---------- INPUT RECORDS ----------
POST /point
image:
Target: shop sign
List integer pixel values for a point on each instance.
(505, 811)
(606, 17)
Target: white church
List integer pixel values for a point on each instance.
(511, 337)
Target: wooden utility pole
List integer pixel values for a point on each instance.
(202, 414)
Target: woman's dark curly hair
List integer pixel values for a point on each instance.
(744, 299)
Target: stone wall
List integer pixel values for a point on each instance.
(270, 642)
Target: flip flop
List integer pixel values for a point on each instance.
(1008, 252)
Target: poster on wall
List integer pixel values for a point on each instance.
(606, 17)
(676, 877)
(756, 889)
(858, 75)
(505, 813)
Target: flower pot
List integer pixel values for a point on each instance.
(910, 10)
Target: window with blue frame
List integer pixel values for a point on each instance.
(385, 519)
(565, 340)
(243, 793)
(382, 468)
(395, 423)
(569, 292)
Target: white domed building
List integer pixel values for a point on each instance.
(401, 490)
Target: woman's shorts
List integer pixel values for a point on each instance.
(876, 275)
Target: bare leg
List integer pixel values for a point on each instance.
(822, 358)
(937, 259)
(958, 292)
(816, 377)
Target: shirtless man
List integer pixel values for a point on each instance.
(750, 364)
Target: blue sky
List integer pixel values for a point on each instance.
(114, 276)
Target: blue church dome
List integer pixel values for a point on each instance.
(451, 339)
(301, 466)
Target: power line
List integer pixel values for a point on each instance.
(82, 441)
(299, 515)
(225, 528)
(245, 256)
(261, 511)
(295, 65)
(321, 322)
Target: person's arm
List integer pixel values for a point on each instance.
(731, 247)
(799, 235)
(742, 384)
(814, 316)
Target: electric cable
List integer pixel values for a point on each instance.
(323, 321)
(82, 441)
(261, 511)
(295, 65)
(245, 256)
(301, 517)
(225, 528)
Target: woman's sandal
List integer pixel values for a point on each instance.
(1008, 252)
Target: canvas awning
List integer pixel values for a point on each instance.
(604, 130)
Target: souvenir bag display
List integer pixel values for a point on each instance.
----------
- REQUIRED ACTION: Within the data above, how many lines include "woman"? The number alone is the answer.

- ANSWER BOX: 3